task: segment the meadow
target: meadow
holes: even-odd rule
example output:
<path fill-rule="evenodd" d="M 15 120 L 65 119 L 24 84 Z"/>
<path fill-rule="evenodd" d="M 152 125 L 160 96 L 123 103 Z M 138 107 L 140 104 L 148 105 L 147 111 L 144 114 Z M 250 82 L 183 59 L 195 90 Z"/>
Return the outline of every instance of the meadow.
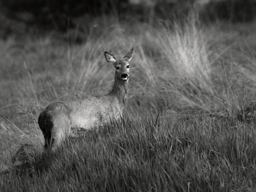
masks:
<path fill-rule="evenodd" d="M 255 21 L 80 19 L 0 40 L 0 191 L 255 190 Z M 40 112 L 108 92 L 133 47 L 124 119 L 43 151 Z"/>

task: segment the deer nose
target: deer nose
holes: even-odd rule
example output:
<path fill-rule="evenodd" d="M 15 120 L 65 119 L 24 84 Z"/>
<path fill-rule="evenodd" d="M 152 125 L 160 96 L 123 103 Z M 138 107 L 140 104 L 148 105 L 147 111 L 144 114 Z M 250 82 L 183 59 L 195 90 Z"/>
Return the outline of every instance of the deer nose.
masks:
<path fill-rule="evenodd" d="M 126 78 L 128 76 L 127 73 L 123 73 L 121 75 L 121 78 Z"/>

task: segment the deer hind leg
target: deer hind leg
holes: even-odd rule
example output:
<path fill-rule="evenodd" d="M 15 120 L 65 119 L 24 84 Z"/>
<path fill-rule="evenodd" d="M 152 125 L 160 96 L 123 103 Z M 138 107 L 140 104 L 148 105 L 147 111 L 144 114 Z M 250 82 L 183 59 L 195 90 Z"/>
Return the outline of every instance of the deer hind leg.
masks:
<path fill-rule="evenodd" d="M 65 141 L 70 133 L 70 121 L 68 116 L 60 115 L 53 119 L 53 126 L 51 138 L 52 150 L 54 150 Z M 50 142 L 51 141 L 49 141 Z"/>

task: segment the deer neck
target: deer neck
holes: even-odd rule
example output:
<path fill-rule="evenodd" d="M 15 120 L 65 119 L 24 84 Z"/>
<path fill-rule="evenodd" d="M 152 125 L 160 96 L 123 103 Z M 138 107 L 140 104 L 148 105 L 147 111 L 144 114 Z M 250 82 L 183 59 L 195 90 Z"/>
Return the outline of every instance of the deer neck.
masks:
<path fill-rule="evenodd" d="M 115 76 L 115 83 L 113 89 L 109 94 L 116 97 L 119 102 L 120 108 L 123 110 L 125 106 L 127 98 L 128 80 L 119 80 Z"/>

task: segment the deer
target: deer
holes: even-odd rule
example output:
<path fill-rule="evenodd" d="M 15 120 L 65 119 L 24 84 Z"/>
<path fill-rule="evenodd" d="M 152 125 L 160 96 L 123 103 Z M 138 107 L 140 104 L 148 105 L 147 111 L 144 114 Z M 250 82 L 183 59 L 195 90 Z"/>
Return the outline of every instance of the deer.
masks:
<path fill-rule="evenodd" d="M 80 132 L 123 118 L 130 76 L 129 62 L 133 49 L 120 60 L 104 52 L 107 62 L 116 68 L 114 86 L 109 93 L 83 100 L 55 102 L 42 111 L 38 124 L 44 135 L 45 149 L 55 150 L 68 137 L 79 137 Z"/>

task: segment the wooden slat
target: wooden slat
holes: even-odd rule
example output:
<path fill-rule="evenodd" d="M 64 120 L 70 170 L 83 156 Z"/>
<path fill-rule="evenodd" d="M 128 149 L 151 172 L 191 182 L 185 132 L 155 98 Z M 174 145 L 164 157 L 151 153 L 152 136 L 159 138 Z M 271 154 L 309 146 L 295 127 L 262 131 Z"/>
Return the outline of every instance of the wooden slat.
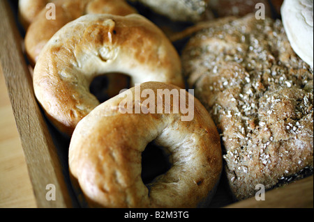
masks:
<path fill-rule="evenodd" d="M 22 39 L 7 1 L 0 1 L 0 72 L 21 138 L 38 207 L 70 207 L 73 202 L 53 141 L 36 102 L 22 51 Z M 46 199 L 47 184 L 56 188 L 56 200 Z"/>

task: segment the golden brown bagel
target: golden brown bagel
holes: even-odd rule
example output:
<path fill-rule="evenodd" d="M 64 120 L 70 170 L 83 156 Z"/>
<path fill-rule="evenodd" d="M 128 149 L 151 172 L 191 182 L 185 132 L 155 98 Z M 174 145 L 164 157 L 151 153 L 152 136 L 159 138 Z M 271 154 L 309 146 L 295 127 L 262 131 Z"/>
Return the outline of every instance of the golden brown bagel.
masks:
<path fill-rule="evenodd" d="M 85 14 L 107 13 L 127 15 L 136 13 L 124 0 L 56 0 L 55 19 L 47 19 L 49 9 L 43 8 L 29 26 L 25 35 L 25 49 L 33 65 L 50 38 L 68 22 Z"/>
<path fill-rule="evenodd" d="M 56 126 L 70 134 L 99 104 L 91 82 L 112 72 L 128 74 L 133 84 L 184 87 L 177 51 L 150 21 L 137 14 L 87 15 L 63 26 L 43 49 L 33 72 L 35 94 Z"/>
<path fill-rule="evenodd" d="M 137 114 L 134 108 L 132 113 L 121 113 L 124 100 L 147 107 L 147 98 L 135 99 L 135 88 L 99 105 L 77 125 L 69 150 L 73 184 L 78 182 L 90 207 L 207 206 L 222 169 L 219 134 L 211 116 L 188 93 L 180 94 L 180 100 L 185 97 L 186 106 L 190 105 L 188 100 L 194 100 L 191 121 L 181 120 L 184 114 L 174 111 L 178 108 L 175 102 L 168 114 L 165 109 L 160 114 L 156 109 L 155 113 Z M 154 91 L 155 105 L 158 90 L 180 90 L 160 82 L 140 85 L 142 93 L 147 89 Z M 172 164 L 165 174 L 145 185 L 141 178 L 141 153 L 153 141 L 171 154 Z"/>

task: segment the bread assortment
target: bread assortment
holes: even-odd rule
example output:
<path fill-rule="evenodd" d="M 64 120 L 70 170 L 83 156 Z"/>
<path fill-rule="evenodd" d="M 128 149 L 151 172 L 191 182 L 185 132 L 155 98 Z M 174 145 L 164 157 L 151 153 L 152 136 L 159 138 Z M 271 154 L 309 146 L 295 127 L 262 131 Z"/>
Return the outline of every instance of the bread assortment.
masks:
<path fill-rule="evenodd" d="M 55 19 L 45 18 L 48 3 Z M 256 17 L 257 3 L 266 17 Z M 237 201 L 254 196 L 257 185 L 268 191 L 313 174 L 313 1 L 19 6 L 35 95 L 70 138 L 73 189 L 89 207 L 209 207 L 221 177 Z M 102 90 L 103 76 L 110 96 L 100 102 L 91 87 Z M 146 97 L 136 97 L 137 86 L 149 90 Z M 175 103 L 184 89 L 194 94 Z M 151 109 L 160 90 L 172 99 Z M 183 121 L 186 113 L 174 111 L 191 101 L 193 118 Z M 121 112 L 121 102 L 130 112 Z M 147 111 L 135 112 L 138 105 Z M 169 161 L 157 176 L 142 163 L 150 143 Z"/>

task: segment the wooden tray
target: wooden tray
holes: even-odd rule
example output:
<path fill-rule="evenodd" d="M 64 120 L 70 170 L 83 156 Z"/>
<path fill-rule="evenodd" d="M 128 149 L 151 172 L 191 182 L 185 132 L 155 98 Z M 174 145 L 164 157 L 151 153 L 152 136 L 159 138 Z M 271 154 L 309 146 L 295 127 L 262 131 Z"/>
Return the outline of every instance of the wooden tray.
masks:
<path fill-rule="evenodd" d="M 36 100 L 16 2 L 0 1 L 0 72 L 6 79 L 37 207 L 80 207 L 69 179 L 70 140 L 47 121 Z M 264 201 L 253 198 L 234 203 L 221 183 L 210 207 L 313 207 L 313 176 L 267 192 Z M 46 200 L 50 184 L 56 188 L 54 201 Z"/>

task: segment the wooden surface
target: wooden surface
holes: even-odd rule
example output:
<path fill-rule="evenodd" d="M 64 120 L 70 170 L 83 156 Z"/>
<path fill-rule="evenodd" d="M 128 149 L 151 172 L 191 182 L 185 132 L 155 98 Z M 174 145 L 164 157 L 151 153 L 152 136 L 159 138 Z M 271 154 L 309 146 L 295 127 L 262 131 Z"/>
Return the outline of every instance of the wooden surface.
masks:
<path fill-rule="evenodd" d="M 0 207 L 71 207 L 66 152 L 61 157 L 58 150 L 64 144 L 55 143 L 61 139 L 47 127 L 36 101 L 10 13 L 0 0 Z M 227 207 L 313 208 L 313 180 L 267 192 L 265 201 L 253 198 Z M 56 186 L 56 201 L 45 198 L 48 184 Z"/>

*O que se pede*: Atualize as linhas dos registros, da linha que contém "task: segment the golden brown bagel" até a linha que contém "137 114 L 134", trocando "golden brown bagel" por "sesame bagel". Mantenha todo o resto inalterado.

*Problema resolvido*:
task: segment the sesame bagel
target: sesame bagel
holes: even-odd rule
example output:
<path fill-rule="evenodd" d="M 64 120 L 70 170 L 83 156 Z"/>
<path fill-rule="evenodd" d="M 128 149 L 151 172 L 191 182 L 185 132 L 155 98 Z M 174 145 L 164 157 L 151 153 L 152 136 L 159 138 Z M 271 154 L 309 146 L 295 127 L 262 131 Z"/>
Return the outline of every instance of the sesame bagel.
masks:
<path fill-rule="evenodd" d="M 85 14 L 107 13 L 127 15 L 136 13 L 124 0 L 56 0 L 55 19 L 47 19 L 49 9 L 43 8 L 29 26 L 25 35 L 25 49 L 33 65 L 50 38 L 68 22 Z"/>
<path fill-rule="evenodd" d="M 56 126 L 70 134 L 99 104 L 91 82 L 112 72 L 128 74 L 133 84 L 184 87 L 177 51 L 150 21 L 137 14 L 87 15 L 63 26 L 43 49 L 33 72 L 35 94 Z"/>
<path fill-rule="evenodd" d="M 137 114 L 134 108 L 132 113 L 121 113 L 124 100 L 147 107 L 147 98 L 135 99 L 135 88 L 99 105 L 77 125 L 69 150 L 73 184 L 78 182 L 90 207 L 207 206 L 222 169 L 219 134 L 211 116 L 188 93 L 180 94 L 180 100 L 185 97 L 186 106 L 190 105 L 188 100 L 194 100 L 191 121 L 181 120 L 184 114 L 174 111 L 178 108 L 175 102 L 168 114 L 165 109 L 160 114 L 156 109 L 155 113 Z M 154 91 L 155 105 L 158 90 L 180 90 L 160 82 L 140 85 L 142 93 L 147 89 Z M 172 164 L 165 174 L 145 185 L 141 178 L 141 153 L 153 141 L 171 154 Z"/>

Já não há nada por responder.